======== Article
The Landlady of the Rao River Night Market Beaten into a Coma by Her Own Son

Another BLOOD-SUCKING L-E-E-C-H we have here, as his families finally, CUT him off, off of the Front Page Sections, translated…

The Man Couldn’t Get His Mother to Hand Over the Deeds to the Properties, the Neighbors Heard the Shrilling Cries, Called the Police.  The Police & Fire Department Broke in to Save the Woman, the Son Taken into Custody.

A man in Taipei, Jeng, couldn’t get his mother to sign over the deeds to the properties that she owned, in the midnight hours of last, he took a huge nail puller, hit his mother in her seventies until she was in a coma, his younger brother was beaten up by him too, the locals heard the shrilling “help us!”, they’d called the police, the police and fire department broke down the door and saved the injured mother and son pair, Jeng’s mother lost consciousness, was taken to the I.C.U. for observations, the district attorneys charged Jeng on domestic violence and attempted murder, and the courts mandated for his being taken into custody.

Based off of understanding, Jeng’s mother collected the rents from the Rao River Night Markets, has two sons and a daughter, after her husband died, she inherited the properties, the first floor, she’d rented the space to the shops, and lived on the second floor with her second son, and rented out the first and third floors to tenants.

Based off of understanding both of Jeng’s sons are unemployed, the eldest who was involved lives on the boundaries of Songshan and Xinyi District, at Huling Street, because he got into drugs, and had priors in drugs, he’d gone home often to ask for money, and demanded that his mother signed over the deeds to the properties, to attempt to get his hands on the family’s assets.
================
======== The data
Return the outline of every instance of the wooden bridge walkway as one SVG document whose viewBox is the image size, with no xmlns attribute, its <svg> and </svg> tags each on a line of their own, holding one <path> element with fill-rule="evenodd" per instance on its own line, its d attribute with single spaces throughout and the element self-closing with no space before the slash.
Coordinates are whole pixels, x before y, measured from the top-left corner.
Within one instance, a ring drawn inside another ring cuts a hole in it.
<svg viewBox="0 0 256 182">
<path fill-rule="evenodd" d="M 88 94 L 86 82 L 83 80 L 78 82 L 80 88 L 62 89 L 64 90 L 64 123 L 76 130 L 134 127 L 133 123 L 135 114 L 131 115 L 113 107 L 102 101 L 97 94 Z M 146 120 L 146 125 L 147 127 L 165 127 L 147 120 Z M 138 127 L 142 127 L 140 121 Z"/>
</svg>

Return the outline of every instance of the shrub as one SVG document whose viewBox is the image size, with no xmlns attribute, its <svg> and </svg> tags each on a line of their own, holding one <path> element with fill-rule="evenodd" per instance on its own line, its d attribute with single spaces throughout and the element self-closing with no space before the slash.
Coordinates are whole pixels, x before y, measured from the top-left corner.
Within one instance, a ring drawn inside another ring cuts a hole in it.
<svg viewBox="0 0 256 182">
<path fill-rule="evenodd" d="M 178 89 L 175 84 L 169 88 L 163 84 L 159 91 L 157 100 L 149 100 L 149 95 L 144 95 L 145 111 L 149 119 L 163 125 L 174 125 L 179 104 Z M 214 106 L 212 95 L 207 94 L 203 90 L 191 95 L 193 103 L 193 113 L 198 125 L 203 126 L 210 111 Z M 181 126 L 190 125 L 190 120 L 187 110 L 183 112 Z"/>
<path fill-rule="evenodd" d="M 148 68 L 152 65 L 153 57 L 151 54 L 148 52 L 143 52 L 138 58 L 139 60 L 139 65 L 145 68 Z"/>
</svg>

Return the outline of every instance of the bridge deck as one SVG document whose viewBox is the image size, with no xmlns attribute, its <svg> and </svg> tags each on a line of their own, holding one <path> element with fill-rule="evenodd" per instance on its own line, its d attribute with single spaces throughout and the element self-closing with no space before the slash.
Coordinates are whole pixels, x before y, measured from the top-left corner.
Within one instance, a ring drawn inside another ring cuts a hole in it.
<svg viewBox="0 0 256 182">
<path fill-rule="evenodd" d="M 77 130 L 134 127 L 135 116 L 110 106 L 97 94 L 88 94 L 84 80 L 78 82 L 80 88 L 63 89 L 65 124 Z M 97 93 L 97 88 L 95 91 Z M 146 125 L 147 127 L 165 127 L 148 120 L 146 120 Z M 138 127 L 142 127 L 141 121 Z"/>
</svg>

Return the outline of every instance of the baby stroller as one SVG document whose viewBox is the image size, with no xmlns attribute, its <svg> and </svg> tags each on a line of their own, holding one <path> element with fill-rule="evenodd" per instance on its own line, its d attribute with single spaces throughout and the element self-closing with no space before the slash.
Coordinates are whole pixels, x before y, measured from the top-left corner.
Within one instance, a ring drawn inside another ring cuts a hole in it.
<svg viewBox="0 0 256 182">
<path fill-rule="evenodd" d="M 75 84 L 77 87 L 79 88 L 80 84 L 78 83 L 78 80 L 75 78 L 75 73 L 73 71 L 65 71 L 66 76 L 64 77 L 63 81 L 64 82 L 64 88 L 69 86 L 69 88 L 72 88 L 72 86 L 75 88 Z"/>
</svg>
================
Exercise tasks:
**a)** Please summarize the article in two sentences.
**b)** Output the records verbatim, beginning at the line that contains "Return the outline of every instance of the bridge" and continuing through the end of the records.
The text and the records have no connection to each other.

Responses in order:
**a)** A man in Taipei named Jeng, who had drug priors and often went home to ask for money, beat his mother in her seventies into a coma with a nail puller because she would not sign over the deeds to her properties, and he also beat his younger brother. Neighbors heard the cries and called the police, the police and fire department broke in to save the mother and son, the mother was taken to the I.C.U., and Jeng was charged with domestic violence and attempted murder and taken into custody.

**b)**
Return the outline of every instance of the bridge deck as one SVG document whose viewBox is the image size, with no xmlns attribute, its <svg> and </svg> tags each on a line of their own, holding one <path> element with fill-rule="evenodd" per instance on its own line, its d attribute with single spaces throughout and the element self-closing with no space before the slash.
Coordinates are whole pixels, x before y, measured from the top-left corner.
Within one instance, a ring drawn inside another ring cuts a hole in it.
<svg viewBox="0 0 256 182">
<path fill-rule="evenodd" d="M 77 130 L 134 127 L 135 116 L 110 106 L 97 94 L 88 94 L 84 80 L 78 82 L 80 88 L 63 89 L 65 124 Z M 97 93 L 97 88 L 95 91 Z M 146 125 L 147 127 L 165 127 L 148 120 L 146 120 Z M 138 127 L 142 127 L 141 121 Z"/>
</svg>

Return the outline of every instance of the baby stroller as one SVG document whose viewBox is the image size, with no xmlns attribute, its <svg> and </svg> tags each on a line of their own, holding one <path> element with fill-rule="evenodd" per instance on its own line, its d attribute with single spaces throughout and the element self-closing with no space before the slash.
Coordinates are whole pixels, x before y, measured from the top-left corner.
Within one instance, a ring drawn inside another ring cuts a hole in it.
<svg viewBox="0 0 256 182">
<path fill-rule="evenodd" d="M 75 84 L 77 87 L 79 88 L 80 84 L 78 83 L 78 80 L 75 78 L 75 73 L 73 71 L 65 71 L 66 76 L 64 77 L 63 81 L 64 82 L 64 88 L 69 86 L 69 88 L 72 88 L 72 86 L 75 88 Z"/>
</svg>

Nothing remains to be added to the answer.